- **Task objective**: Print again, word for word, all of the records below, and leave the pictures out.

Image-grounded pointing data
########################################
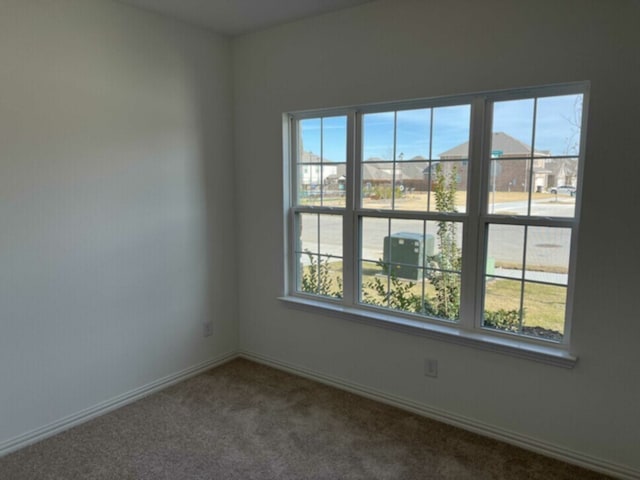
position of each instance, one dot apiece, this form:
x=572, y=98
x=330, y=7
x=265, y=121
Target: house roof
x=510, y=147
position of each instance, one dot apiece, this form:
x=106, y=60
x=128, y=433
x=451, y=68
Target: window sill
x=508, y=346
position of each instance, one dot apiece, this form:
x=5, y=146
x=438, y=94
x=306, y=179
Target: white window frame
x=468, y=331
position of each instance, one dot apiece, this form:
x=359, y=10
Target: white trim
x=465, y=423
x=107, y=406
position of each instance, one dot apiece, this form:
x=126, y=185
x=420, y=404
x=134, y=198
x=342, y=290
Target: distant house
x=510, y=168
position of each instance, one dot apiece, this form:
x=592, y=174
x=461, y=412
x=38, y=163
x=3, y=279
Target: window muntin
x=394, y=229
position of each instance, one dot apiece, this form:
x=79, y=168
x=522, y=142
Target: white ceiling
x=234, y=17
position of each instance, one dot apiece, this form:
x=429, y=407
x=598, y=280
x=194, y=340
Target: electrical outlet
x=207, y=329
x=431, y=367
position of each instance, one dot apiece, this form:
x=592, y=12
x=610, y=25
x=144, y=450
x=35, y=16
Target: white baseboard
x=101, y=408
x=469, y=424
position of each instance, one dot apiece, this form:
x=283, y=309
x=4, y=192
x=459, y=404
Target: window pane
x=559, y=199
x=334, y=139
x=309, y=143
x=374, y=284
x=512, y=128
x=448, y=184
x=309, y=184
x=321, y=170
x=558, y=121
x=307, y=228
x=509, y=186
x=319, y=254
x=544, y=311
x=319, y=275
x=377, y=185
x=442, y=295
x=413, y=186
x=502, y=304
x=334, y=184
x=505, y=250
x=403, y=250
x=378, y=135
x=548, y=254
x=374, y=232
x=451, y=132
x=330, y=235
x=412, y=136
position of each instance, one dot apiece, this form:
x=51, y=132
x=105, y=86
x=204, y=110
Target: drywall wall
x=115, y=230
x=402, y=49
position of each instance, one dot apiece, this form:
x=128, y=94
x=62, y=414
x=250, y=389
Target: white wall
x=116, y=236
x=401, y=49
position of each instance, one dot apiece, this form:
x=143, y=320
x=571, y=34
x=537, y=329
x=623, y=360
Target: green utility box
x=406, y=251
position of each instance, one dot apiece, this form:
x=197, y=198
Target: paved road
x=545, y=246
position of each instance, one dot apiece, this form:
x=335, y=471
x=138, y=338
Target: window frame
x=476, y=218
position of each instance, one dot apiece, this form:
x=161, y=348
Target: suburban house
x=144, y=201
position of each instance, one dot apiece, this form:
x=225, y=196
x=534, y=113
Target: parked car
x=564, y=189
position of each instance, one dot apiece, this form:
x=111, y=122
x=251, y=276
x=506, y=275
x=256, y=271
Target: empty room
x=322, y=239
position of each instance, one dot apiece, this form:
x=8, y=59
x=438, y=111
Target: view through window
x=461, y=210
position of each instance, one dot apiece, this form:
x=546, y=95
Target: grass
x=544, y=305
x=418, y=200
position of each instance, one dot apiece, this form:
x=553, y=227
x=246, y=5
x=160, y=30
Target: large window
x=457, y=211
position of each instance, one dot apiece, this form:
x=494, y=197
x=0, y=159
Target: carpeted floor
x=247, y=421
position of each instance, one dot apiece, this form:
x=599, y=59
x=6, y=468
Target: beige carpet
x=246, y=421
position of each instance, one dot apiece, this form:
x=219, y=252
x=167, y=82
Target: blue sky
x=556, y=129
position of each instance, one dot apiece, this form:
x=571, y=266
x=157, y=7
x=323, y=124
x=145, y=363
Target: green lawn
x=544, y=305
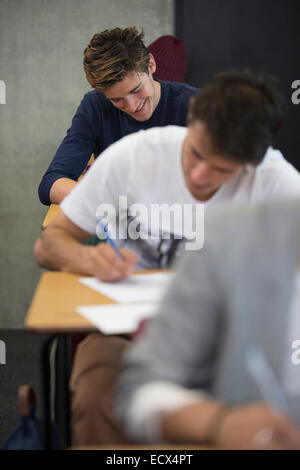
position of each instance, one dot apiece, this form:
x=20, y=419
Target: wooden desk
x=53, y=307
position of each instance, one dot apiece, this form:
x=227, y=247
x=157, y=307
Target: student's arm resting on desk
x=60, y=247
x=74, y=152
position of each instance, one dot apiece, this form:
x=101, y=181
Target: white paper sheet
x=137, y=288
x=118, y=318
########################################
- **Written response**:
position of each instance, one dot apiece, this form:
x=572, y=98
x=330, y=7
x=265, y=121
Target: house roof
x=510, y=147
position of each instance, one dot apiece, this form:
x=106, y=60
x=128, y=433
x=451, y=68
Target: window sill
x=508, y=346
position of each instance, one dot apiece, this form:
x=5, y=146
x=438, y=94
x=306, y=179
Target: white window frame
x=468, y=331
position of each instance, one dot apiece, this form:
x=359, y=10
Target: white trim
x=465, y=423
x=107, y=406
position of each instance, one dot apiece, this form:
x=126, y=185
x=420, y=404
x=134, y=198
x=342, y=290
Target: distant house
x=510, y=168
position of each instance, one dot apiece, this form:
x=592, y=174
x=461, y=412
x=38, y=163
x=3, y=279
Target: window muntin
x=394, y=229
position of each instance, one dot apiece, this form:
x=79, y=168
x=522, y=142
Target: white ceiling
x=234, y=17
position of each instance, one dot apiece, this form:
x=429, y=407
x=598, y=280
x=194, y=340
Target: electrical outlet
x=207, y=329
x=431, y=367
position of each instance, one dot apiece, this form:
x=592, y=12
x=610, y=25
x=144, y=450
x=35, y=16
Target: white baseboard
x=101, y=408
x=469, y=424
position of each instance, one dot apiece, this form:
x=283, y=309
x=4, y=192
x=459, y=404
Target: window pane
x=559, y=199
x=334, y=139
x=309, y=143
x=374, y=284
x=512, y=128
x=448, y=184
x=309, y=184
x=321, y=170
x=558, y=121
x=307, y=228
x=509, y=186
x=319, y=254
x=544, y=311
x=319, y=275
x=377, y=185
x=442, y=295
x=413, y=186
x=502, y=304
x=334, y=184
x=505, y=250
x=403, y=250
x=378, y=135
x=548, y=254
x=374, y=232
x=451, y=132
x=330, y=235
x=412, y=136
position of each instance, one dot apiece, this form:
x=51, y=132
x=105, y=86
x=204, y=110
Target: drywall wall
x=115, y=230
x=402, y=49
position of each instance, one dot apiece, this form:
x=128, y=94
x=62, y=414
x=250, y=389
Target: white wall
x=116, y=236
x=401, y=49
position of each instance, one dot apiece, this form:
x=143, y=320
x=571, y=34
x=537, y=329
x=623, y=360
Target: green utility box
x=406, y=251
position of each instance, one dot apiece, this form:
x=197, y=198
Target: paved road
x=545, y=246
position of each instance, one dot apiece, this form:
x=335, y=471
x=138, y=338
Target: window frame
x=476, y=218
position of each instance, one dot apiece, this form:
x=161, y=348
Target: suburban house
x=144, y=201
position of each instance, one dot apiece, this form:
x=225, y=196
x=534, y=113
Target: parked car
x=564, y=189
position of each instance, one dot apiece, this form:
x=111, y=122
x=251, y=276
x=506, y=275
x=256, y=271
Target: empty room
x=322, y=239
position of each instance, one dot apiece, this form:
x=8, y=59
x=438, y=111
Target: view through window
x=461, y=210
position of each instance, one dot apiece, this form:
x=546, y=95
Target: grass
x=544, y=305
x=418, y=200
position of each instance, one dot apiece, this form:
x=553, y=227
x=246, y=5
x=160, y=30
Target: large window
x=457, y=211
position of each instance, one dot apiece, this form:
x=494, y=197
x=0, y=159
Target: carpeted floor
x=247, y=421
position of each instance, one dot apiece, this form:
x=599, y=59
x=6, y=468
Target: beige carpet
x=246, y=421
position of each instance, one dot apiece, this form:
x=219, y=252
x=167, y=82
Target: blue sky
x=556, y=129
position of each instance, one dot apiece, this form:
x=571, y=266
x=157, y=7
x=323, y=124
x=145, y=363
Target: green lawn
x=544, y=305
position of each instance, one dot apiece, this form:
x=20, y=419
Target: wooden desk
x=53, y=307
position of each instance, one dot apiece, this form:
x=227, y=247
x=157, y=307
Target: student's arm resting on desk
x=60, y=247
x=74, y=152
position of each instance, one dot apiece, this form:
x=101, y=181
Target: white paper sheet
x=137, y=288
x=118, y=318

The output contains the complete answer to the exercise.